Yeah, I know it’s probably not one of his best and its quality sucks, but it is a nice prequel to Mississippi Burning and shows the Klan in their true, hateful light.
By today’s standards, it is definitely a “C” movie, but it does feature Richard Burton, and (I’m sorry to say) O.J. Simpson, but I think the message it was trying to send was an honest one.
All things being relative, maybe those of us who saw this movie when it first was shown might have learned a few things.
I hope so.
Thanks
Q
My father knew the author of The Klansman, Bill Huie, fairly well. He was an ornery but interesting old fellow who hated the Klan with a passion. He was, like many southerners with some education and sophistication, a “genteel separatist” (that class of southerners [like, I’m sad to say, my father] who had no great dislike of black people and quite agreed they were treated unfairly and that Jim Crow was wrong, but at the same time they did nothing to combat it and they certainly didn’t think that blacks were equal to whites or should be brought all the way up to equal footing at once- they wanted something a little fairer than the status quo but less than full equality). However, the more he wrote and investigated as a journalist the more liberal he became. It was while he was investigating the Mississippi Burning murders (Schwermer, Goodman, Chaney), where the brutality of the crime (three unarmed men set up by a sheriff and murdered in cold blood by a small army incited by a Baptist preacher) and the stupidity/desperation/cruelty of the men responsible so sickened him that he slid so far left many of his closest friends would never speak to him again. I actually remember him talking to my father forever on our trips to Guntersville (a beautiful lake community in the Bama Appalachians) about how “those men would yell ‘anybody who’d kill a nigger or a kyke is a friend of mine, yessiree!’, and then for forty dollars they’d sell you their friends, their relatives, their neighbors anybody they knew who had committed murder… that’s how the FBI caught those crackers responsible, wasn’t hardly any investigation to it, just waived a few thousand dollars around and had to beat off the Kluxers with a goddamned stick they were so eager to sell their neighbors… 'oh, but you aren’t gone tell 'em I’m the one turned ‘em in are you? If you are, I gotta have more than that!’ My grandmama was more of a man than the let of 'em put together.”

DATASET CONTENT
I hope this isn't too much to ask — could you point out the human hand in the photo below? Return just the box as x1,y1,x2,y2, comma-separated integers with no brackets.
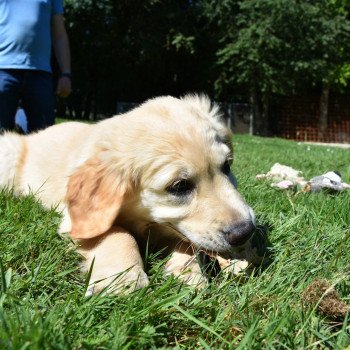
56,76,72,97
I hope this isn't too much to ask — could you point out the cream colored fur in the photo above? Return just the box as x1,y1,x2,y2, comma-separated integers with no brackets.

CHALLENGE
Write the next part of the comments on the film The Klansman, starting immediately after their final sentence.

ANSWER
I wish that I’d been old enough to appreciate the man at the time. I was probably around 13 the last time I met him so I was only barely able to hold on to the conversation. He had been to Vietnam (as a journalist), known James Earl Ray extremely well (wrote a book with him) and had no doubt he killed King (“Oh he’ll say he didn’t when the camera’s come around, but the man’s half stupid and the other half crazy”), knew LBJ, etc… My father was the type who could get a monk under a vow of silence for 30 years to not only talk but sing The Arkansas Traveler with him and I think Mr. Huie liked to talk to begin with so they would literally talk for eight hours when they saw each other.
Sorry for the hijack.
Some trivia: Part of Mr. Huie’s reason to call his novel The Klansman was because as a true lover of Southern history (warts and all) he hated Thomas Dixon’s novel The Klansman on which Birth of a Nation was based as one of the stupidest and most inaccurate pieces of propaganda he’d ever read.
Sorry to be so long in replying, but please don’t ever apologize for furthering information so necessary to the topic.
I myself have a brother who uses the “N” word every chance he gets, but still, he’s my brother.
Thank you!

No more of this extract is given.